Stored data
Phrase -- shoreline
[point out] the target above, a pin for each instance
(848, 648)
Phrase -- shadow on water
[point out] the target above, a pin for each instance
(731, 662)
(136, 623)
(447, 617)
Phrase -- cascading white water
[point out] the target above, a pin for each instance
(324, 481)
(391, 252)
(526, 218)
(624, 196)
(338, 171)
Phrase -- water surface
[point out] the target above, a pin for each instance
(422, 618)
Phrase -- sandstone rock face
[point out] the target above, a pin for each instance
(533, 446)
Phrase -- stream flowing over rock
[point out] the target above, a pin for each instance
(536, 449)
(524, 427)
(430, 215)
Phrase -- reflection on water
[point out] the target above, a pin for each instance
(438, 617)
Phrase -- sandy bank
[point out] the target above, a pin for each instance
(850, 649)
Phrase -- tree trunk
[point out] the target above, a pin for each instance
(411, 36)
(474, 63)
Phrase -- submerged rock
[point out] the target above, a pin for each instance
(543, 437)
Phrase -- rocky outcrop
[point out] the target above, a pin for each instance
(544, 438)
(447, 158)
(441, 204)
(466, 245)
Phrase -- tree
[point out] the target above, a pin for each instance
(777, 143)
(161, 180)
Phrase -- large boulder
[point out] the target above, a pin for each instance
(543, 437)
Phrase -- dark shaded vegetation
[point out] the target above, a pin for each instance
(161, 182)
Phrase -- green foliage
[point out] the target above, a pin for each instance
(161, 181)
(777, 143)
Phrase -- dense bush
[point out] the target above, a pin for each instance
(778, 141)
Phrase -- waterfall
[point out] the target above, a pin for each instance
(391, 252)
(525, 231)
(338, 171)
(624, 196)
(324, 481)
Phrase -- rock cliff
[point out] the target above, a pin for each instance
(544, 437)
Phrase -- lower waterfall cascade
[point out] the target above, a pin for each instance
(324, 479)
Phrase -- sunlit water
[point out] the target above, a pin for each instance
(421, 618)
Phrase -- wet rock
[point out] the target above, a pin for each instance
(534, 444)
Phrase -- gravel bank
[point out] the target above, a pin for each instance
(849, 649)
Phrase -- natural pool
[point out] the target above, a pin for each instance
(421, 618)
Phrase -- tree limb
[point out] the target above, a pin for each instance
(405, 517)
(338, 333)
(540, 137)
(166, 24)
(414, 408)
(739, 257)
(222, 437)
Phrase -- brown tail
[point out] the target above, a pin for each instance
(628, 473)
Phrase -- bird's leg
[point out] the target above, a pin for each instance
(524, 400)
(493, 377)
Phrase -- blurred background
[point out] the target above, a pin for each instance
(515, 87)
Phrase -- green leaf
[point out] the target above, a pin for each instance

Work to do
Rewrite all of the items above, changing "a pin for each instance" to "one pin per instance" and keeping every other word and line as it stands.

Reply
Phrase -- shoreline
[point out] the target above, one pin per instance
(848, 648)
Phrase -- shadow on water
[point out] the target above, one pin per instance
(731, 662)
(136, 623)
(447, 617)
Phrase -- cascading white water
[point out] the target above, one pin per instance
(324, 481)
(391, 252)
(526, 218)
(624, 196)
(338, 171)
Phrase -- water surface
[point out] the target above, one pin per instance
(422, 618)
Phrase -- sandstone rock face
[point out] the target above, one pin per instance
(533, 446)
Phrase -- stream flowing over rock
[point out] the target above, one pin per instance
(536, 449)
(524, 427)
(430, 215)
Phrase -- reflection on water
[point out] the target above, one pin per instance
(438, 617)
Phrase -- sandy bank
[point out] the target above, one pin per instance
(850, 649)
Phrase -- tree trunk
[point out] the target above, one pin per instance
(411, 36)
(474, 63)
Phrase -- submerged rock
[point out] the target above, one pin per instance
(543, 437)
Phrase -- rocky outcrop
[point out] the target above, one pin per instance
(544, 438)
(447, 158)
(441, 204)
(466, 245)
Phrase -- tree
[point out] the target above, one pin per instance
(777, 143)
(161, 180)
Phrase -- large boulder
[point out] the target above, one pin per instance
(543, 437)
Phrase -- dark shaded vegetation
[point out] the target above, one pin per instance
(161, 182)
Phrase -- green foliage
[point out] the target above, one pin per instance
(161, 181)
(777, 143)
Phrase -- dense bush
[point out] the target above, one pin per instance
(778, 141)
Phrase -- waterfall
[point out] the target above, one pin per instance
(391, 252)
(525, 231)
(338, 171)
(624, 196)
(324, 481)
Phrase -- rock cliff
[point out] the target above, one pin per instance
(544, 437)
Phrase -- lower waterfall cascade
[point out] the target above, one pin per instance
(324, 479)
Phrase -- sunlit water
[point out] the target above, one pin per instance
(421, 618)
Phrase -- wet rock
[point out] the target above, one pin per instance
(534, 444)
Phrase -- gravel bank
[point out] the target above, one pin per instance
(849, 649)
Phrase -- natural pool
[point out] the target above, one pin per instance
(421, 618)
Phrase -- tree limb
[point out] the target above, one pin per instance
(405, 517)
(338, 333)
(540, 137)
(166, 24)
(414, 408)
(739, 257)
(222, 437)
Phrase -- brown tail
[point out] the target above, one pin per instance
(628, 473)
Phrase -- bird's leg
[point out] the target above, one pin per instance
(524, 400)
(493, 377)
Phrase -- blurred background
[point out] the target above, one pin per instance
(515, 87)
Phrase -- green leaf
[point out] the target above, one pin per instance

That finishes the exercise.